ЗАДАЧА
Перепишите дословно из фрагмента текста о лечении глаза отрывок от слов «Месяца через четыре, крутясь» до слов «снова собирать анализы.» включительно.

Я уже как-то притерпелся ко всем недостаткам «плоского» одноглазого зрения – то наливал водку мимо рюмки, то переходил улицу по целому часу – не мог понять, как далеко от меня стоит рюмка или едет машина. Бегал по всем киоскам и покупал все книги по народной медицине – думал там найти себе способ лечения – бесполезно…

‍​‌‌​​‌‌‌​​‌​‌‌​‌​​​‌​‌‌‌​‌‌​​​‌‌​​‌‌​‌​‌​​​‌​‌‌‍

С этим своим больным глазом я таскал радиодетальки, ехал в тёмном вагоне «СВ», катался со спиртовозами, мотался по Саратову и Волгограду, лазил по недостроенному дому с Дядей Вовой, которому честно признался, что ничего одним глазом не вижу, и он помогал мне перебираться через узкие и неогороженные места в этом здании, поил станцию Жангиз-Тобе…

Всё было вроде бы ничего, но один раз я чуть не ушёл кувырком с высоты метров в полсотни: меня потащили в недостроенный цех на титаномагниевом комбинате в Усть-Каменогорске, чтобы показать место, где будут устанавливать мои огнеупорные изделия. В одном месте нужно было обходить край недостроенной стены по трапчику шириной где-то в метр, и как раз на такой пятидесятиметровой высоте от земли. Мне стало жутко: трап не имел никаких перил, и я с одним глазом не мог понять, как же далеко от меня его край!!! А от «высотной» экскурсии не отмажешься – скажут: «Что это за специалист такой приехал, что на объект не идёт?!!» Подождав, пока мужики, водившие меня по этой стройке, пройдут чуть дальше, и на какой-то момент потеряют меня из виду, быстренько переполз его на четвереньках…

Месяца через четыре, крутясь по дому, вдруг слышу краем уха рекламу по радио: «Лечим все глазные болезни, в том числе катаракты любой степени зрелости!..» Оказалось, что одна из алматинских частных клиник пригласила из Москвы фёдоровских глазных хирургов и теперь собирает для них клиентуру. На следующий же день я был там!!! Касса – чек – четыре доллара. Приём вела врач-офтальмолог одной из ведомственных больниц города. Она посмотрела мой глаз, сказала, что операция будет стоить 250 долларов, и велела снова собирать анализы.

Круг по районной поликлинике: кровь из пальца, из вены – сахар в норме, билирубины там всякие – участковая терапевтша написала заключение: «Противопоказаний к операции нет». Снова к офтальмологу. Экскурсия в её ведомственную больницу: касса – чек – три доллара, – хитрым ультразвуковым прибором мне сняли точные размеры глаза, по которым и заказали в Москву искусственный хрусталик. Затем нас, записавшихся на операции, собрали в 12-й горбольнице Алматы.

ИСХОДНЫЕ ДАННЫЕ
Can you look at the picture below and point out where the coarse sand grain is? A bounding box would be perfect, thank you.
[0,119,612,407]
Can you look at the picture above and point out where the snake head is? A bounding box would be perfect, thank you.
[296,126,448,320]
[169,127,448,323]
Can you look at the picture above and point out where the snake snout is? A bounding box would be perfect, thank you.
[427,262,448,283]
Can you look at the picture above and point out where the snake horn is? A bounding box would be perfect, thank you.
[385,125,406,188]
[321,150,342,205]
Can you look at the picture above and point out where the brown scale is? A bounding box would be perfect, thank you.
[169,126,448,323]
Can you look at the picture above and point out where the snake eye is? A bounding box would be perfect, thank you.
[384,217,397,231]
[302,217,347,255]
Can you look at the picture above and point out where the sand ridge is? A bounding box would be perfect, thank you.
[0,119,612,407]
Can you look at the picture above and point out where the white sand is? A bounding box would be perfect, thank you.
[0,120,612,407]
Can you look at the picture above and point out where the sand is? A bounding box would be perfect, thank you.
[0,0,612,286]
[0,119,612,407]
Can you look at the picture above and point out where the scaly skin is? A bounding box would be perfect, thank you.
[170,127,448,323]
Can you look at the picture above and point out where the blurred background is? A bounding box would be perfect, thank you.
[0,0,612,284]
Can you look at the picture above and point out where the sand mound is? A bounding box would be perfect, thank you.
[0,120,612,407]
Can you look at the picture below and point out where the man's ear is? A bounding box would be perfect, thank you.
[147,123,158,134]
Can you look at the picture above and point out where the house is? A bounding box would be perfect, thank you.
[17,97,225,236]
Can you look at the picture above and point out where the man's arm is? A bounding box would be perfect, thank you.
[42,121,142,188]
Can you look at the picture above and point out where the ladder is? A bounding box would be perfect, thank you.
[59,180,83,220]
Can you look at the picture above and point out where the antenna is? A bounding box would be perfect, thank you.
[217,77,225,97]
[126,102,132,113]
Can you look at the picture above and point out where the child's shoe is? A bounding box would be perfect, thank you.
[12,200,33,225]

ПИСЬМЕННЫЙ ОТВЕТ
Месяца через четыре, крутясь по дому, вдруг слышу краем уха рекламу по радио: «Лечим все глазные болезни, в том числе катаракты любой степени зрелости!..» Оказалось, что одна из алматинских частных клиник пригласила из Москвы фёдоровских глазных хирургов и теперь собирает для них клиентуру. На следующий же день я был там!!! Касса – чек – четыре доллара. Приём вела врач-офтальмолог одной из ведомственных больниц города. Она посмотрела мой глаз, сказала, что операция будет стоить 250 долларов, и велела снова собирать анализы.